About this exercise: Aside from the pictures, copy the listing exactly.
* * *
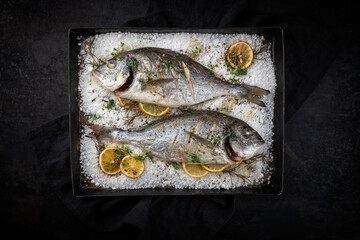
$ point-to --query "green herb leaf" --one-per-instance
(127, 149)
(239, 71)
(110, 104)
(217, 140)
(194, 157)
(169, 64)
(134, 64)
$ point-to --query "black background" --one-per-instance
(321, 175)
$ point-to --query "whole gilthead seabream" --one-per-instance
(199, 137)
(167, 78)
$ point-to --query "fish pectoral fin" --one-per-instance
(201, 140)
(157, 84)
(254, 92)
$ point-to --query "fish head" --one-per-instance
(113, 74)
(243, 142)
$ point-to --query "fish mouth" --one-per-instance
(129, 81)
(232, 156)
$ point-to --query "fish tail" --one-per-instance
(253, 94)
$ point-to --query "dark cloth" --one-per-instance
(321, 181)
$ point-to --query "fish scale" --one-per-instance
(176, 79)
(179, 138)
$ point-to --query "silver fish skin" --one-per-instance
(167, 78)
(199, 137)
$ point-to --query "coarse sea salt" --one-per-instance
(94, 100)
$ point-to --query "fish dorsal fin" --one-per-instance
(201, 140)
(157, 83)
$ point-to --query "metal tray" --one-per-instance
(273, 35)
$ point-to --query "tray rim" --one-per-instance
(277, 33)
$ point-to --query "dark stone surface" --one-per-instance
(321, 184)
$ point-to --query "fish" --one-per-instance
(196, 136)
(167, 78)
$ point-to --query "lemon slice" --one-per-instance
(214, 167)
(153, 110)
(240, 54)
(131, 167)
(109, 160)
(128, 104)
(194, 170)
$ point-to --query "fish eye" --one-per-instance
(111, 64)
(248, 131)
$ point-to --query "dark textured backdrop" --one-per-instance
(321, 184)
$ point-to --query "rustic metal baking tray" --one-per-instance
(80, 185)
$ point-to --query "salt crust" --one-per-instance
(158, 173)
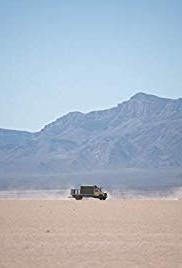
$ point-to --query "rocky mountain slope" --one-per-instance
(145, 131)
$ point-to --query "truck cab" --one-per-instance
(88, 191)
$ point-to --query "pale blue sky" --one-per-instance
(61, 56)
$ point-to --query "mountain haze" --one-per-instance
(143, 132)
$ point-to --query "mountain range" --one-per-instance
(143, 132)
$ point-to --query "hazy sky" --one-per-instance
(61, 56)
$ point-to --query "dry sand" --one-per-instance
(90, 233)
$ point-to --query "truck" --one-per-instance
(88, 191)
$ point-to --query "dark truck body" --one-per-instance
(88, 191)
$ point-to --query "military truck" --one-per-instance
(88, 191)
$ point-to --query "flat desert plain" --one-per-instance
(90, 233)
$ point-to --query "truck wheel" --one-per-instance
(78, 197)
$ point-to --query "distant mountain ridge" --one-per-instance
(145, 131)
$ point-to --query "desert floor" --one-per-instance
(90, 233)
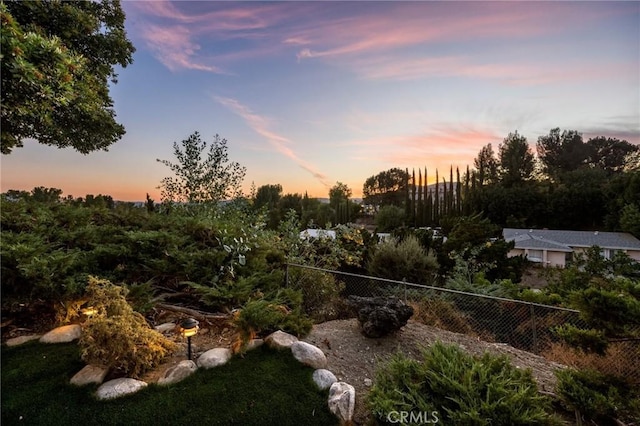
* * *
Task output:
$ point-to --query "green herb leaf" --one-per-instance
(127, 149)
(239, 71)
(110, 104)
(217, 140)
(194, 157)
(169, 64)
(134, 64)
$ point-to --query "black background" --one-per-instance
(321, 175)
$ point-to --query "whole gilthead seabream" --one-per-instance
(199, 137)
(167, 78)
$ point-to --query "fish pectoral fin" --one-per-instance
(201, 140)
(157, 84)
(254, 92)
$ point-to --query "fish head" --one-per-instance
(113, 74)
(243, 142)
$ point-to --query "fish mouth" --one-per-instance
(129, 81)
(232, 156)
$ point-to --query "fish tail" --one-per-instance
(253, 94)
$ point-to --query "dark cloth" --one-per-instance
(321, 181)
$ point-to --query "fish scale" --one-per-instance
(176, 79)
(179, 138)
$ point-to --query "silver fish skin" --one-per-instance
(167, 78)
(199, 137)
$ point-to --query "coarse sea salt" --one-per-instance
(94, 100)
$ point-to --query "fish dorsal fin" --one-per-instance
(201, 140)
(157, 83)
$ point-to --query "metal tray" --one-per-instance
(273, 35)
$ point-to --query "tray rim" --one-per-instance
(277, 33)
$ point-to --query "dark stone surface" --one-per-instance
(321, 184)
$ point-to --query "fish" --one-per-instance
(196, 136)
(167, 78)
$ point-to --query "lemon slice" --one-per-instance
(214, 167)
(153, 110)
(240, 54)
(131, 167)
(109, 160)
(128, 104)
(194, 170)
$ point-to --query "fish eye" --one-per-instance
(111, 64)
(248, 131)
$ point-to --query "dark textured backdrop" --one-per-instance
(321, 184)
$ point-to --query "rustic metal baking tray" --one-per-instance
(80, 185)
$ point-to --query "salt crust" --one-per-instance
(158, 173)
$ point-to --query "rocky mountain slope" --one-per-instance
(145, 131)
$ point-to --query "truck cab" --one-per-instance
(88, 191)
$ point-to --query "pale blue sky" --one-per-instance
(61, 56)
$ point-to --query "mountain haze" --one-per-instance
(143, 132)
$ point-to --query "mountain range" --one-per-instance
(143, 132)
$ point-to --query "hazy sky" --one-per-instance
(61, 56)
$ point-to --query "dry sand" --one-per-instance
(90, 233)
$ point-to --query "truck" --one-per-instance
(88, 191)
$ point-to --query "dark truck body" --one-per-instance
(88, 191)
$ point-to --query "military truck" --one-per-instance
(88, 191)
$ point-to --query "flat desert plain" --one-per-instance
(90, 233)
$ point-to --query "truck wheel" --one-per-instance
(78, 197)
$ point-to --query "distant mountain ridge" --one-per-instance
(145, 131)
$ point-to --query "desert floor" --one-per-instance
(90, 233)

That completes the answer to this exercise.